**What the exercise asks:** List every line of the records below that contains the string "green", copying each one in full. Case counts.
# Start of Exercise input
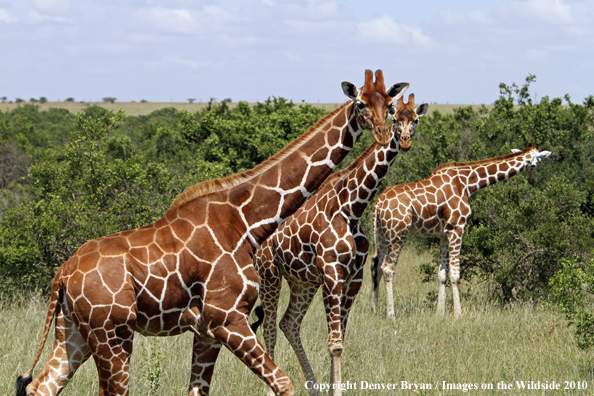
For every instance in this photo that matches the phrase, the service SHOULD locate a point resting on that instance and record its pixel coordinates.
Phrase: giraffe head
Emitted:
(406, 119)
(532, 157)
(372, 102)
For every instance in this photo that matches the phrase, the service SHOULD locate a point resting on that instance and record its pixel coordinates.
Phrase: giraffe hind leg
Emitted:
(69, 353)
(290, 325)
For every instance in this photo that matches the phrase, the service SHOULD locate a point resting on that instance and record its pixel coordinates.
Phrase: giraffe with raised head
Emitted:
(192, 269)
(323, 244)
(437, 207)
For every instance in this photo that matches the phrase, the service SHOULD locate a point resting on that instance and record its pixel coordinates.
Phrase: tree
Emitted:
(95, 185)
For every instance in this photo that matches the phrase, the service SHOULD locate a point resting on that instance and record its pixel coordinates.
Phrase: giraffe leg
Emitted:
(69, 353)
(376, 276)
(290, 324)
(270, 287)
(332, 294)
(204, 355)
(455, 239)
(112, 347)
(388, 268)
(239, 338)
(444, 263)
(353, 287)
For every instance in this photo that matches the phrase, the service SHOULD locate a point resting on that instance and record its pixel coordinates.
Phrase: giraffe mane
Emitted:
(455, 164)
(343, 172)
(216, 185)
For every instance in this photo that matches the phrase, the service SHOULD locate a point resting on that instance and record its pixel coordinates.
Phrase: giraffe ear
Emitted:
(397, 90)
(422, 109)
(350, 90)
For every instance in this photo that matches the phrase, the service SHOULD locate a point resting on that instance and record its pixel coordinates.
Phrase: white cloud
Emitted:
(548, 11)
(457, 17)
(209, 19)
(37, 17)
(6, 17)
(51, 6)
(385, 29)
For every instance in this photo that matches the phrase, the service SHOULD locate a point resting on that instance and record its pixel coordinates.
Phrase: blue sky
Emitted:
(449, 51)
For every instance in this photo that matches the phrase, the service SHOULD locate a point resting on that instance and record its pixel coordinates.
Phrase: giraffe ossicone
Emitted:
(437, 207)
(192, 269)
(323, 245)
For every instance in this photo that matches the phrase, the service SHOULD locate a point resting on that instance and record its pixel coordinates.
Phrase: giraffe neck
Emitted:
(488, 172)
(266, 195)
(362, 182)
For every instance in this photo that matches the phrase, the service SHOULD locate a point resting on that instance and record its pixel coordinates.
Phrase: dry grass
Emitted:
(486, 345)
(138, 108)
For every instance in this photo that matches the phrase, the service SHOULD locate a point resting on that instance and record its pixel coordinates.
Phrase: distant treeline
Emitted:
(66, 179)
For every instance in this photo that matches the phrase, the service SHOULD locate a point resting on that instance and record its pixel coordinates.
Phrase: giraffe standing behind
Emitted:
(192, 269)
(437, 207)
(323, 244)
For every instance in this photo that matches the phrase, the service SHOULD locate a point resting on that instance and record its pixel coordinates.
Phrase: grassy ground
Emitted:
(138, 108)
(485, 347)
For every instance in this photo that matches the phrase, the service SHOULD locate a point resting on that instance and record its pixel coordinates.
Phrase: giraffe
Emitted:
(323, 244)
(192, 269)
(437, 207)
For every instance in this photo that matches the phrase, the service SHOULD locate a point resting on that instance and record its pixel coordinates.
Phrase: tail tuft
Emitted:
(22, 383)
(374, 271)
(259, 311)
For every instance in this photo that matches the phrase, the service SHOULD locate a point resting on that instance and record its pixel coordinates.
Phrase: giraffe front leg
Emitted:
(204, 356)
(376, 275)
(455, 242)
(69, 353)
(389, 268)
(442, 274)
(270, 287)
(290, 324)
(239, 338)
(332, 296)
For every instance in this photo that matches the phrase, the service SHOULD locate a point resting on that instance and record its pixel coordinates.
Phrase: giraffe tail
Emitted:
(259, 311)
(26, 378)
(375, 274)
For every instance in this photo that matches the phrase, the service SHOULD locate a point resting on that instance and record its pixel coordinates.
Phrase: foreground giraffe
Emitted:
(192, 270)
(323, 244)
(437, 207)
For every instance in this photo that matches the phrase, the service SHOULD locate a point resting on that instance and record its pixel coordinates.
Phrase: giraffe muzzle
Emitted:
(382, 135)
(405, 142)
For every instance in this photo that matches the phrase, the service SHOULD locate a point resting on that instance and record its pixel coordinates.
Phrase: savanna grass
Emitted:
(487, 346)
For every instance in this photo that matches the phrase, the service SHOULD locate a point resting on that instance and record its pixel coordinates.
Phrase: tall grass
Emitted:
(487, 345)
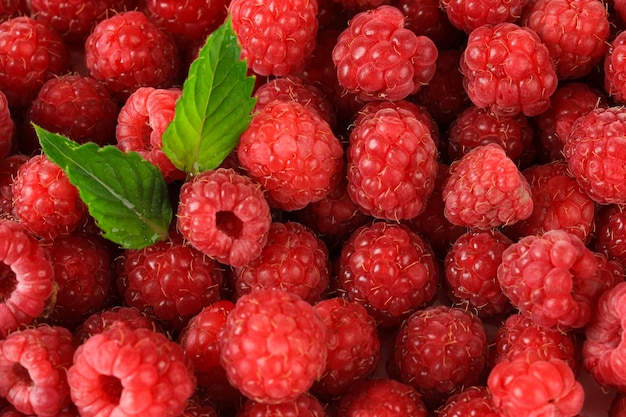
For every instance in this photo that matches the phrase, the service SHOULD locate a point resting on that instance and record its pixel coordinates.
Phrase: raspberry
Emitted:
# End of Exercise input
# Start of Exercise input
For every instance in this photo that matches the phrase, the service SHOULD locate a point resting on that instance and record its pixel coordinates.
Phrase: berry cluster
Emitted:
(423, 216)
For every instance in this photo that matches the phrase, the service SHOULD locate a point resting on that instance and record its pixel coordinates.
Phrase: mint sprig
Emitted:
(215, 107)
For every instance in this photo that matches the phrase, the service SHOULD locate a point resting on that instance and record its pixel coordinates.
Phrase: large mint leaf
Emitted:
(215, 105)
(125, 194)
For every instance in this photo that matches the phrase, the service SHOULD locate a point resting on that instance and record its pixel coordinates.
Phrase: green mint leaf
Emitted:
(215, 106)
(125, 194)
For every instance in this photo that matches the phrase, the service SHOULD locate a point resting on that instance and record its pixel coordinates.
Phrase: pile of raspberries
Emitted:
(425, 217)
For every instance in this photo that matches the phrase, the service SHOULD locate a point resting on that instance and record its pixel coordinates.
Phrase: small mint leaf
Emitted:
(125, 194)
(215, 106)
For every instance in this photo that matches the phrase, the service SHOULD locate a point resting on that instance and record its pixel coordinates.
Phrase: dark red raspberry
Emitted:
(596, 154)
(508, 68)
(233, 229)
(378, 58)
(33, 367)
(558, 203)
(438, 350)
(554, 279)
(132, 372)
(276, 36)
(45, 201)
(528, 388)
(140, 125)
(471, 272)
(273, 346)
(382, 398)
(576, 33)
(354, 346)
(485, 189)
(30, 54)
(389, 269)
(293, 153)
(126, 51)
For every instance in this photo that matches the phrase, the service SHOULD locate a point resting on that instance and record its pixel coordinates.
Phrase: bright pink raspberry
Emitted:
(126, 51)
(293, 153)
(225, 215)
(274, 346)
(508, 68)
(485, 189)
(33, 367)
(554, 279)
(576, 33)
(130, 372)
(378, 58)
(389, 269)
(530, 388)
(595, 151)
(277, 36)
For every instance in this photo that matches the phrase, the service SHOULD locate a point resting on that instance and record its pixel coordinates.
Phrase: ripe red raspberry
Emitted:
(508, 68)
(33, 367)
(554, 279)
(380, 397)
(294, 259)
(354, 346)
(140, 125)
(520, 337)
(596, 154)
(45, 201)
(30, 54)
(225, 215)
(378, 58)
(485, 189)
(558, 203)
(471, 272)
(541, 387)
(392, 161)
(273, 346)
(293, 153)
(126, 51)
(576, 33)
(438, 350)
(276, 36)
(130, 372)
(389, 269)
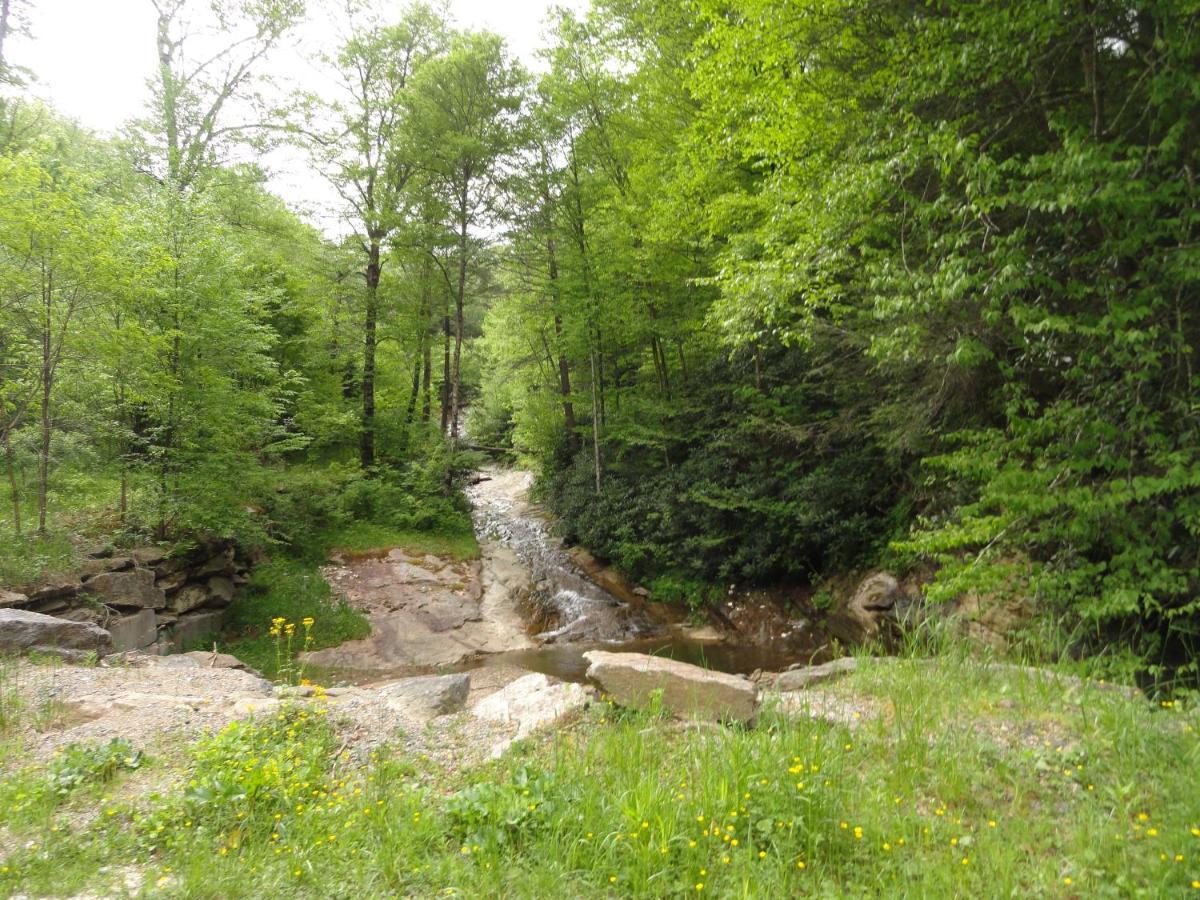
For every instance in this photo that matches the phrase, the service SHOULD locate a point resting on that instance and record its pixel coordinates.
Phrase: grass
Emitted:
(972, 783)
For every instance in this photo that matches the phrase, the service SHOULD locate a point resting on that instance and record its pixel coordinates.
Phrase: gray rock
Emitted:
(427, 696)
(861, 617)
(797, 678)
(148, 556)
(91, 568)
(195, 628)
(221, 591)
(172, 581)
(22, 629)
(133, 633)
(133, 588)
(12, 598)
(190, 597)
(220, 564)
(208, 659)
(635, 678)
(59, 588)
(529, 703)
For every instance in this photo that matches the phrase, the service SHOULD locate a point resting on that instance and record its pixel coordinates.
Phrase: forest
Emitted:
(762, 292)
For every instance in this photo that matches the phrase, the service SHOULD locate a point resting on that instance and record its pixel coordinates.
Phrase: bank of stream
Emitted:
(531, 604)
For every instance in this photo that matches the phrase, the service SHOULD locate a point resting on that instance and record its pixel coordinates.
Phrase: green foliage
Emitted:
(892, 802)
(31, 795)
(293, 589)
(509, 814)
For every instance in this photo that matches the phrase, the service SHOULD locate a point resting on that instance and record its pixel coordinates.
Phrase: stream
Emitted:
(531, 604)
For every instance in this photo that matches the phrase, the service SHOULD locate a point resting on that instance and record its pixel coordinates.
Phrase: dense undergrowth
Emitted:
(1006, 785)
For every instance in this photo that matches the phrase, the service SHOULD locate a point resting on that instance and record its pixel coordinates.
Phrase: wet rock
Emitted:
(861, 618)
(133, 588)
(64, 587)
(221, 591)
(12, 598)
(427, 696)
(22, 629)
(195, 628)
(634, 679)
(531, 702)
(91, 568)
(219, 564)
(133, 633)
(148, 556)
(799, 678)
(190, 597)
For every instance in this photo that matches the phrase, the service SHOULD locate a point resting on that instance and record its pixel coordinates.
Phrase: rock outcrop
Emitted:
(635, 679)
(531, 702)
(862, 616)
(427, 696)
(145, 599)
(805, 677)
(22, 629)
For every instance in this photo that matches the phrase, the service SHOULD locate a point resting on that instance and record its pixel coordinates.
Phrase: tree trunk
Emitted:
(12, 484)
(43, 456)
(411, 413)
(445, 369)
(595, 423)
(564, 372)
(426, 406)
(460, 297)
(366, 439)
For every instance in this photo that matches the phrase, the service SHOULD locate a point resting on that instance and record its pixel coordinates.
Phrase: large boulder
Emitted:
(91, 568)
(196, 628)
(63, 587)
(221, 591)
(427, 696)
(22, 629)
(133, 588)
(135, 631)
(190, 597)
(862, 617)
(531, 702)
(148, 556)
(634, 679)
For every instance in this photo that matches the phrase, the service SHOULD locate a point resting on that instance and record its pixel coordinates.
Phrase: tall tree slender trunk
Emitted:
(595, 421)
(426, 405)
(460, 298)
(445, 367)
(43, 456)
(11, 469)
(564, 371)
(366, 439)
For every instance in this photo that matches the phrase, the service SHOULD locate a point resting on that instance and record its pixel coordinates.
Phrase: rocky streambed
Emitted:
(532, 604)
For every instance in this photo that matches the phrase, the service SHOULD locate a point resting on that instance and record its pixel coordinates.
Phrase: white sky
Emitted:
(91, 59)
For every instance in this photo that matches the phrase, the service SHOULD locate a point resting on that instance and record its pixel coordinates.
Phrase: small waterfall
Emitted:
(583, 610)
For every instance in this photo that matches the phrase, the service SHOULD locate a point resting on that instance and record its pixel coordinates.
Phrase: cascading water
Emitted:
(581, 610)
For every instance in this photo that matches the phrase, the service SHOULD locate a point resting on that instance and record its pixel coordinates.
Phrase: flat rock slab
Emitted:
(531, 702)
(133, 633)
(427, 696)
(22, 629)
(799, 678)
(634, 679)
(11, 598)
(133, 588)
# End of Exercise input
**Exercise output:**
Phrase: green mint leaf
Phrase: green foliage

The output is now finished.